## [What is needed]
Update the lines of the records that begin at the line containing "Field-scouting task: mark every instance of the black" and stop after the line containing "point(517, 265)". Replace "black pants" with "dark trousers", keep everything else unchanged, and return only those lines.

## [Data for the task]
● ● ●
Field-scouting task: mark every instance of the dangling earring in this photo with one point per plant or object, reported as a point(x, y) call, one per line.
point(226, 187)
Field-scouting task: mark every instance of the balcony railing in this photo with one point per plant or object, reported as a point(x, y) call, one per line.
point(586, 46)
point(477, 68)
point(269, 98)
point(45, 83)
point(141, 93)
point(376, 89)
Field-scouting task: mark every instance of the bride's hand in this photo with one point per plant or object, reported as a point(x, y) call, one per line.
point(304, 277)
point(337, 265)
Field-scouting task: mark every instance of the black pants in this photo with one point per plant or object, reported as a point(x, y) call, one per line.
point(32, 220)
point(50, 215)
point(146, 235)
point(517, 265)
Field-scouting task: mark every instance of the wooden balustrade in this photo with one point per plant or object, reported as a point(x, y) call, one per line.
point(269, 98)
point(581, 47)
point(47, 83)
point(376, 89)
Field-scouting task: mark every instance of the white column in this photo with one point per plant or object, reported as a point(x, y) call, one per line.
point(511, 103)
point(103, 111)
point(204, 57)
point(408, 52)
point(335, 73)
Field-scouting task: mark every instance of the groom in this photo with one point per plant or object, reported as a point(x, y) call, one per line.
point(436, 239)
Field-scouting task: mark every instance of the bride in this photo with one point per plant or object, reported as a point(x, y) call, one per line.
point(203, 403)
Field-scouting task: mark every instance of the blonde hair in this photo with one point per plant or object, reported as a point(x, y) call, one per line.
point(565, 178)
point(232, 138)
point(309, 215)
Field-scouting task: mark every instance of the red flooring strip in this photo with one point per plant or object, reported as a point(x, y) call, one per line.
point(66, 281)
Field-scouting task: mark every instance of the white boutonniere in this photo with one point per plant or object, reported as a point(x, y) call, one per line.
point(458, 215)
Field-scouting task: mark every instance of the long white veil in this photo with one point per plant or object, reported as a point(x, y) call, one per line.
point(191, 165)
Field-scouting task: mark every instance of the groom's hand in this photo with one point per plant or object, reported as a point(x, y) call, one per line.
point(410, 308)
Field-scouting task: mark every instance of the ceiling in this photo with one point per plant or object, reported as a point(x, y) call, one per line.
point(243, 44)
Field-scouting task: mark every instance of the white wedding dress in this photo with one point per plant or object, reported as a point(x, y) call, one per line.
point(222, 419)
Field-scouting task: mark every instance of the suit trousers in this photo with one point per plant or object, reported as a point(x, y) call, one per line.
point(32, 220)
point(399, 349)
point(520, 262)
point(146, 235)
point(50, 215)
● ● ●
## [Solution]
Field-scouting task: mark every instance of the dark trousers in this photo with one point per plant or object, reported as a point(x, y) call, one per line.
point(32, 220)
point(50, 215)
point(146, 235)
point(517, 265)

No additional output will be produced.